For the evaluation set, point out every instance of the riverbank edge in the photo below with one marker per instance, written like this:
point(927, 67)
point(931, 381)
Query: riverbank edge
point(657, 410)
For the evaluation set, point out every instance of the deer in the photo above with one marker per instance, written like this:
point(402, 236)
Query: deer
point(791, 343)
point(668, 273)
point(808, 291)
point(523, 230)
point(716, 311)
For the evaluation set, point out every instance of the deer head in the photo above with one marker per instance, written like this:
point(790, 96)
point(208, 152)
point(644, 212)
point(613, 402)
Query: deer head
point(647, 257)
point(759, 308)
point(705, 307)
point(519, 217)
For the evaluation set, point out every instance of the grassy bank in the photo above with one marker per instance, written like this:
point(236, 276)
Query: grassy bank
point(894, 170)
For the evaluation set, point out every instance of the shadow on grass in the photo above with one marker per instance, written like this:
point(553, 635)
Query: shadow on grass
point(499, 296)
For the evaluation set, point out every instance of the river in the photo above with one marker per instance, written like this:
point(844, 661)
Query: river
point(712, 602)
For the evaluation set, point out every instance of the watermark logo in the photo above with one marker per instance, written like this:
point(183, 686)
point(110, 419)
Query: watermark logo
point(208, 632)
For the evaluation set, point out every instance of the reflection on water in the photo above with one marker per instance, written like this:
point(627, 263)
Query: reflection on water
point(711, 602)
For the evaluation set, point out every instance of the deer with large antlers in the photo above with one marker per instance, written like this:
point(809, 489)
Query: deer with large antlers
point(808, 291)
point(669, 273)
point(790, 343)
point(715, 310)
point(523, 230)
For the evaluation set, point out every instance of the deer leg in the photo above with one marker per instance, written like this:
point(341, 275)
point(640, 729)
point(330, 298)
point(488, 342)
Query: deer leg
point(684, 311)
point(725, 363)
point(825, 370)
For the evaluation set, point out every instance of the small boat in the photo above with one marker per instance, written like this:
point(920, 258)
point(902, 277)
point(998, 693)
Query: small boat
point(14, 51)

----------

**Task:** Reproduce every item above, substituting "validation set" for each occurrence of "evaluation set" and leaving all other text unchanged.

**Response to the task:**
For the validation set, point out every instance of the riverbank edge in the photo below with one marker per instance, written like this:
point(927, 67)
point(931, 381)
Query: riverbank edge
point(657, 410)
For the validation set, point out every instance of the deer in the photo above with one marker per instance, written like this:
point(402, 236)
Query: deer
point(791, 343)
point(668, 273)
point(808, 291)
point(523, 230)
point(716, 311)
For the validation set, point out every instance of the deer head in the photo above with one marker per instance, written like this:
point(790, 96)
point(208, 152)
point(644, 212)
point(613, 402)
Query: deer head
point(647, 257)
point(759, 308)
point(705, 307)
point(519, 217)
For the validation set, point out every instance of the grassy bank in the photo above with one marker per instance, written like this:
point(236, 276)
Query: grassy bank
point(894, 170)
For the validation set, point out every instance of the shadow on grass in the photo above with one marker per instance, written like this:
point(553, 635)
Query: shadow on grass
point(499, 296)
For the validation set, point out every instance of the river in the photo above with one marker per instance, written like this:
point(844, 661)
Query: river
point(712, 602)
For the validation set, point out every instance of the watermark logo in the photo above with one marker per instance, written like this:
point(183, 686)
point(110, 419)
Query: watermark logo
point(208, 632)
For the validation set, point out every instance of the reflection on water in the photo above with one marker per instance, written like this:
point(627, 263)
Query: reflection on water
point(711, 602)
For the validation set, point out every instance of the deer with large antlers in the photo above with one marker per instance, written like this:
point(809, 489)
Query: deer with large antlers
point(808, 291)
point(669, 273)
point(790, 343)
point(715, 310)
point(523, 230)
For the validation set, point out every instance of the deer leg in the photo above with one marker per instance, written like this:
point(341, 275)
point(640, 729)
point(330, 298)
point(488, 342)
Query: deer leg
point(684, 311)
point(725, 363)
point(825, 370)
For the validation set, point out every instance of the small boat in the photo above with one marker per instance, written like this:
point(920, 258)
point(902, 277)
point(998, 693)
Query: small boat
point(14, 51)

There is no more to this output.